▸ **TÂCHES À RÉALISER**:
a. Selon le texte sur l'Eastern Plains Landscape, en quelle année une caméra-piège a-t-elle photographié le tigre pour la dernière fois ?
b. Les affirmations suivantes concordent-elles avec le texte sur l'Eastern Plains Landscape ? Répondez par oui ou par non et citez chaque fois les mots décisifs du texte. (i) Les aires protégées de Srepok et de Phnom Prich couvrent 5 000 km². (ii) L'Eastern Plains Landscape s'étend sur trois provinces du Cambodge. (iii) Le WWF prévoit de réintroduire le tigre dans la réserve de Phnom Prich.
c. Poursuivez le texte sur l'Eastern Plains Landscape à partir de sa dernière phrase.

Eastern Plains Landscape

Le lendemain matin, nous partons vers les deux aires protégées où le WWF est impliqué : Srepok & Phnom Prich Wildlife Sanctuaries (5 000 km²), situées dans le « Eastern Plains Landscape ». Ce dernier recouvre une superficie de 30 000 km² à cheval sur quatre provinces du Cambodge et constitue le plus grand bloc de forêt intacte en Asie du Sud-Est. Les deux aires protégées dont le WWF s’occupent se trouvent au cœur de ce paysage et font partie des 200 zones que le WWF a identifiées comme devant être préservées en priorité pour la biodiversité mondiale, une sorte de patrimoine mondial de la biodiversité. Les aires protégées de Srepok et Phnom Prich présentent une large diversité d’habitats (forêts tropicales et forêts sèches) et abritent beaucoup d’espèces emblématiques dont certaines sont en danger critique d’extinction : le crocodile du Siam (Crocodylus siamensis), le léopard d’Indochine (Panthera pardus delacouri), l’éléphant d’Asie (Elephas maximus), et encore beaucoup d’autres. Le Tigre y était encore présent jusqu’il y a dix ans à peine. Il a été pris en photo pour la dernière fois par une caméra-piège en 2007 . Il est considéré comme éteint depuis lors au Cambdoge. Et le projet du WWF est de le réintroduire dans la réserve de Srepok à l’horizon 2022 !

▸ **LIGNES FOURNIES**:
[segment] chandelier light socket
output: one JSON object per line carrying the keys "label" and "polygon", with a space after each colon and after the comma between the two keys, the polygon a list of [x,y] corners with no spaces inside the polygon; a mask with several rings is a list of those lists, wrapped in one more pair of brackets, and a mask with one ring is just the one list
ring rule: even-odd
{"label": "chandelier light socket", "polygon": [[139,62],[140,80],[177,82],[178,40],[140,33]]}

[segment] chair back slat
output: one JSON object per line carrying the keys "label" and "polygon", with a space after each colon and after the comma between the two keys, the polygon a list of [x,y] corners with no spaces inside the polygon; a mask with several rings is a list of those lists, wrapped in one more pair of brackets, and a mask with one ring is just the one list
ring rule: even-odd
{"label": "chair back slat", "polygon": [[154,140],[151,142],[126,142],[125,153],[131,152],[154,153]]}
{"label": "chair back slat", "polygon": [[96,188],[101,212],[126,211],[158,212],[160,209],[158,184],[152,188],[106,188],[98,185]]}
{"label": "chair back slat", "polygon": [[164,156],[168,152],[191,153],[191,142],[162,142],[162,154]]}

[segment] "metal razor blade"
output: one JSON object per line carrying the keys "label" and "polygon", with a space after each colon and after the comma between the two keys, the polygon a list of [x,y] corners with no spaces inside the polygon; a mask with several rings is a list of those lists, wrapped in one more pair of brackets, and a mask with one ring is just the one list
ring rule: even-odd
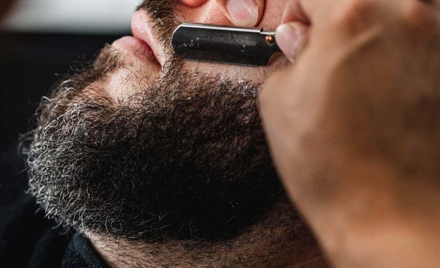
{"label": "metal razor blade", "polygon": [[275,33],[261,28],[191,23],[176,29],[171,44],[184,59],[253,66],[265,66],[281,51]]}

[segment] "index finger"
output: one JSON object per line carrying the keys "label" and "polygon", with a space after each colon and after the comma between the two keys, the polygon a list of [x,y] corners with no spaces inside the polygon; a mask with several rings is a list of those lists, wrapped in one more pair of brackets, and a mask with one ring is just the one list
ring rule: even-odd
{"label": "index finger", "polygon": [[223,13],[235,26],[253,27],[260,23],[265,0],[216,0]]}

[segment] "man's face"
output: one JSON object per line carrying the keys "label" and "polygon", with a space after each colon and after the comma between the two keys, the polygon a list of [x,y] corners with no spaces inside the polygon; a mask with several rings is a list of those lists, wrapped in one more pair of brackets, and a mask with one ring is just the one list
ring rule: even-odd
{"label": "man's face", "polygon": [[[268,1],[273,30],[284,1]],[[31,191],[66,226],[117,237],[227,239],[284,195],[258,114],[262,68],[185,61],[169,40],[182,22],[227,23],[215,1],[145,1],[135,35],[61,82],[38,111]],[[133,43],[134,42],[134,43]]]}
{"label": "man's face", "polygon": [[[258,27],[268,31],[274,30],[281,22],[286,1],[286,0],[267,1],[264,15]],[[170,38],[171,33],[182,22],[220,25],[230,24],[214,0],[208,0],[205,4],[198,8],[189,7],[179,1],[177,1],[177,5],[175,2],[176,1],[173,0],[145,1],[141,5],[142,8],[135,12],[132,20],[133,34],[140,39],[147,41],[154,54],[153,58],[156,58],[159,63],[152,62],[154,59],[142,59],[136,57],[136,54],[142,57],[142,52],[135,52],[133,50],[135,48],[127,47],[131,45],[126,44],[130,43],[130,40],[115,42],[113,46],[123,54],[124,61],[132,63],[133,66],[120,68],[112,73],[111,79],[105,81],[101,86],[106,89],[105,94],[116,100],[126,99],[138,92],[139,87],[137,84],[133,86],[133,84],[138,84],[139,79],[133,80],[132,75],[136,72],[139,77],[148,77],[149,82],[154,83],[159,76],[161,68],[174,56]],[[149,12],[145,12],[145,10]],[[274,54],[269,65],[265,67],[244,67],[190,61],[180,62],[179,64],[182,66],[179,68],[191,73],[216,75],[221,78],[251,81],[256,84],[263,83],[270,73],[288,64],[288,60],[279,53]]]}

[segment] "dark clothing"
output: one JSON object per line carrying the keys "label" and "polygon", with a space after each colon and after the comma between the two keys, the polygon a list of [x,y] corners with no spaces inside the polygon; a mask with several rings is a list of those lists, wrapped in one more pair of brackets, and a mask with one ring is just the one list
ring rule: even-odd
{"label": "dark clothing", "polygon": [[31,196],[0,204],[0,268],[106,267],[85,237],[45,218]]}

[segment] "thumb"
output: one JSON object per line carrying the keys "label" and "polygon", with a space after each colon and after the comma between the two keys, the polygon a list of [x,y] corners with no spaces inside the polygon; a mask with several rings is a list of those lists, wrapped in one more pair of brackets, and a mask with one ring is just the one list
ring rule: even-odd
{"label": "thumb", "polygon": [[235,26],[253,27],[264,13],[265,0],[216,0],[220,9]]}
{"label": "thumb", "polygon": [[307,41],[306,24],[295,22],[281,24],[277,28],[277,43],[283,53],[293,62]]}

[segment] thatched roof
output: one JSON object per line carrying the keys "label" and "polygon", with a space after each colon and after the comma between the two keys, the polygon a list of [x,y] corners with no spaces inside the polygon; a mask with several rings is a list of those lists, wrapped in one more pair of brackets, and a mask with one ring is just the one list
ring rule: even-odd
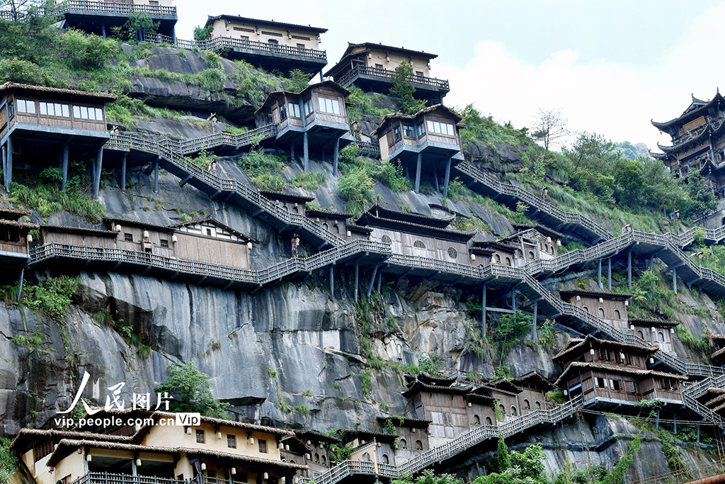
{"label": "thatched roof", "polygon": [[97,99],[110,102],[115,101],[118,97],[115,94],[109,94],[105,92],[90,92],[88,91],[77,91],[75,89],[61,89],[56,87],[46,87],[44,86],[33,86],[30,84],[21,84],[14,82],[7,82],[0,85],[0,92],[10,90],[33,91],[36,92],[46,92],[51,94],[62,94],[65,96],[75,96],[78,97],[94,97]]}
{"label": "thatched roof", "polygon": [[[660,349],[659,346],[640,346],[629,343],[621,343],[619,341],[610,341],[609,340],[600,340],[591,335],[587,335],[584,338],[571,338],[566,343],[561,351],[558,353],[553,358],[554,361],[563,360],[565,357],[572,358],[573,355],[579,355],[588,351],[589,348],[608,348],[615,349],[626,349],[638,353],[653,353]],[[575,358],[575,356],[574,356]]]}
{"label": "thatched roof", "polygon": [[573,361],[566,367],[564,372],[559,376],[556,382],[554,382],[557,387],[560,387],[568,380],[569,374],[573,373],[574,370],[602,370],[611,372],[619,374],[629,374],[640,377],[639,380],[644,380],[647,377],[662,377],[664,378],[671,378],[673,380],[687,380],[688,377],[674,373],[665,373],[663,372],[655,372],[655,370],[645,370],[631,368],[622,365],[612,365],[605,363],[592,363],[583,361]]}
{"label": "thatched roof", "polygon": [[58,443],[58,447],[54,451],[48,460],[48,465],[57,464],[65,456],[78,448],[79,447],[90,447],[91,448],[104,448],[115,451],[128,451],[130,452],[149,452],[154,454],[186,454],[187,456],[198,456],[199,457],[210,457],[216,459],[224,459],[239,462],[241,464],[252,464],[257,465],[268,466],[270,467],[277,467],[279,469],[307,469],[307,466],[299,464],[291,464],[290,462],[283,462],[271,459],[264,459],[262,457],[254,457],[245,456],[241,454],[233,454],[231,452],[221,452],[209,448],[194,448],[191,447],[160,447],[157,446],[139,446],[137,444],[123,443],[119,442],[102,442],[98,440],[62,439]]}

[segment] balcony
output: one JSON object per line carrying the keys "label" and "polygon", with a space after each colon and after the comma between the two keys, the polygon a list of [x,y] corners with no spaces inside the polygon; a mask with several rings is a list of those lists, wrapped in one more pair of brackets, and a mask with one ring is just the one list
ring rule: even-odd
{"label": "balcony", "polygon": [[152,17],[173,17],[176,18],[175,7],[161,7],[160,5],[136,5],[134,4],[117,4],[109,1],[88,1],[88,0],[68,0],[56,7],[59,15],[73,12],[86,15],[117,14],[146,14]]}
{"label": "balcony", "polygon": [[[392,85],[394,75],[395,71],[389,69],[356,65],[335,81],[343,87],[355,84],[363,89],[375,87],[384,89],[389,88]],[[450,91],[448,81],[444,79],[436,79],[424,75],[411,75],[407,81],[418,91],[415,93],[417,97],[432,99],[437,99],[439,101],[440,98],[442,98]]]}

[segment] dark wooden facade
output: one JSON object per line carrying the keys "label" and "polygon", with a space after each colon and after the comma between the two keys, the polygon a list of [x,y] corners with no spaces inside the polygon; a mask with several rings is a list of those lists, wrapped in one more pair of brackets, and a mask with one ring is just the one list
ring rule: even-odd
{"label": "dark wooden facade", "polygon": [[447,194],[450,167],[463,160],[458,128],[460,115],[443,104],[426,107],[414,115],[396,112],[386,115],[373,132],[377,136],[383,160],[402,165],[415,192],[420,181],[439,186],[443,179]]}
{"label": "dark wooden facade", "polygon": [[41,242],[123,249],[249,268],[252,239],[213,219],[164,226],[106,219],[107,230],[44,226]]}
{"label": "dark wooden facade", "polygon": [[719,90],[712,99],[694,96],[682,115],[664,123],[652,122],[671,137],[671,144],[658,143],[661,160],[676,177],[697,171],[718,198],[725,197],[725,99]]}
{"label": "dark wooden facade", "polygon": [[681,385],[687,377],[647,369],[658,349],[599,340],[590,335],[572,339],[553,358],[565,367],[555,385],[570,396],[581,394],[589,406],[633,406],[655,398],[666,405],[682,406]]}
{"label": "dark wooden facade", "polygon": [[59,89],[8,82],[0,86],[0,147],[4,184],[9,191],[13,163],[61,166],[62,189],[71,151],[96,155],[97,194],[103,144],[109,139],[105,104],[115,94]]}
{"label": "dark wooden facade", "polygon": [[339,150],[355,141],[349,133],[345,98],[349,91],[331,81],[308,86],[301,92],[270,93],[256,112],[257,123],[273,123],[273,142],[289,149],[294,160],[302,153],[307,171],[310,153],[330,157],[336,174]]}
{"label": "dark wooden facade", "polygon": [[372,229],[370,240],[390,244],[393,253],[470,265],[468,242],[475,232],[447,229],[454,218],[436,218],[375,205],[356,223]]}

▸ **RÉPONSES ATTENDUES**:
a. En 2007.

b.
(i) Oui : « Srepok & Phnom Prich Wildlife Sanctuaries (5 000 km²) ».
(ii) Non : « à cheval sur quatre provinces du Cambodge ».
(iii) Non : « le réintroduire dans la réserve de Srepok à l’horizon 2022 ».

c.
La communauté du bambou

Nous commençons la journée du dimanche 15 octobre par une rencontre avec une communauté indigène qui vit en bordure de la zone de conservation. De façon comparable à ce que nous avons vu sur le Mékong, l’implication des communautés locales est indispensable à la préservation de la nature. L’implication passe par la sensibilisation, l’aide au développement économique, le recrutement de villageois pour participer aux patrouilles des rangers, etc. Ici nous rendons visite à une communauté qui exploite des plantations de bambous pour en faire des bâtonnets à encens, notamment.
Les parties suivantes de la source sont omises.